Begin

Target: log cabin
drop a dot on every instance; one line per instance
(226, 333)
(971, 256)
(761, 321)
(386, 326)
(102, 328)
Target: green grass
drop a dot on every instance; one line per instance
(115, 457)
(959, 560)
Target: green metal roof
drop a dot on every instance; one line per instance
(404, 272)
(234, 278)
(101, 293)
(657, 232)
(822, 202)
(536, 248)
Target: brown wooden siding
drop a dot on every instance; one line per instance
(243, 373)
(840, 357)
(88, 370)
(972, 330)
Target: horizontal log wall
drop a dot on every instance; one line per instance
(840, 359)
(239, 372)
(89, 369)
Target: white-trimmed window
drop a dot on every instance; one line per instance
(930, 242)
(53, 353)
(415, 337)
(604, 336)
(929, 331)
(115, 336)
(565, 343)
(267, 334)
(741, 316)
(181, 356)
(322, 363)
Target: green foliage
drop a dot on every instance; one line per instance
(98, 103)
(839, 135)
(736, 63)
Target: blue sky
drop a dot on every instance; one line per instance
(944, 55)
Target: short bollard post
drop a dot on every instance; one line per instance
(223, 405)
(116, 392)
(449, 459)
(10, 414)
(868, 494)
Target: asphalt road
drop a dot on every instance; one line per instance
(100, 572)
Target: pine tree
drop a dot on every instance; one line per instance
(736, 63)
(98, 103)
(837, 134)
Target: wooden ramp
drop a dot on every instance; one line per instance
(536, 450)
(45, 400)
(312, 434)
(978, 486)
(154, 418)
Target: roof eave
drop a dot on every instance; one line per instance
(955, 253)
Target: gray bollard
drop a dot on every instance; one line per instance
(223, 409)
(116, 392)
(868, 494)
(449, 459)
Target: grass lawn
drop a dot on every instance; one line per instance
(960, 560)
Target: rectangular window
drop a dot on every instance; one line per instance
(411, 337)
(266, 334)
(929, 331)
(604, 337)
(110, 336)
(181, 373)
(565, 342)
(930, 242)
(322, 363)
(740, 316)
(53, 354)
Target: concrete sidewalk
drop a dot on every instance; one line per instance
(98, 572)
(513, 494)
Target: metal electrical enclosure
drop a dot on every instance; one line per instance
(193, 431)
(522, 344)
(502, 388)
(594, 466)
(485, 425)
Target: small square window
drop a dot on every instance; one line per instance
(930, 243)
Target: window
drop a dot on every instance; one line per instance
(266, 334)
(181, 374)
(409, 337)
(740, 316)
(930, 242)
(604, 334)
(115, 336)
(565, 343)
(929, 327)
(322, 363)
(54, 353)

End

## Work required
Reproduce every one of the records above word for word, keeping their original order and line breaks.

## Task result
Target: log cabin
drop a dot on every instance; one line per instance
(226, 333)
(971, 256)
(761, 321)
(386, 326)
(102, 328)
Target: green grass
drop a dot on every instance; one line per instance
(115, 457)
(959, 560)
Target: green metal roof
drop a dot on every instance; one line per instance
(404, 272)
(234, 278)
(101, 293)
(657, 232)
(822, 202)
(536, 248)
Target: brown wooden siding
drop a dot on every instance; one line per instance
(243, 373)
(840, 357)
(88, 370)
(972, 330)
Target: horizontal log wall
drop a dot on every instance; one line per instance
(840, 359)
(239, 372)
(89, 369)
Target: white-trimmed window
drop a dot on every instance; one line per instance
(930, 242)
(53, 353)
(415, 337)
(604, 336)
(929, 331)
(115, 336)
(565, 343)
(267, 334)
(741, 316)
(181, 356)
(322, 363)
Target: green foliage
drop a dot on every instance; one line per instance
(98, 103)
(839, 135)
(736, 63)
Target: blue sky
drop a dot on every instance; one line per instance
(944, 55)
Target: short bollard post
drop a dot on every instance; one line per instance
(223, 405)
(116, 392)
(449, 459)
(10, 414)
(868, 494)
Target: asphalt road
drop a dot on every instance; one line per instance
(100, 572)
Target: pine tree
drop a dot on every instance; one line per instance
(736, 63)
(98, 103)
(837, 134)
Target: wooden ramp
drop a dot on every instance; one line per instance
(536, 450)
(45, 400)
(312, 434)
(978, 486)
(154, 418)
Target: roof eave
drop a dot on every instance; one line per instance
(955, 253)
Target: gray bollard
drop a dot on every instance; one line per instance
(223, 409)
(116, 392)
(868, 494)
(449, 459)
Target: grass lawn
drop a dot on every instance; one line per instance
(960, 560)
Target: rectangular window
drop a dot on every instance; one line per instance
(411, 337)
(266, 334)
(929, 331)
(604, 337)
(110, 336)
(181, 373)
(565, 342)
(930, 242)
(322, 363)
(740, 316)
(53, 354)
Target: concrete sidewalk
drop a dot on every instance; one line per instance
(98, 572)
(513, 494)
Target: metal electrical enclosure
drop a dot on every instance; one line per instance
(193, 431)
(522, 344)
(502, 388)
(594, 466)
(485, 425)
Target: small square window
drop a dot on every instance; one line per instance
(930, 243)
Target: window
drop a dot on every instance; one line per instance
(266, 334)
(181, 374)
(409, 337)
(740, 316)
(930, 242)
(604, 334)
(115, 336)
(565, 343)
(929, 327)
(322, 363)
(54, 353)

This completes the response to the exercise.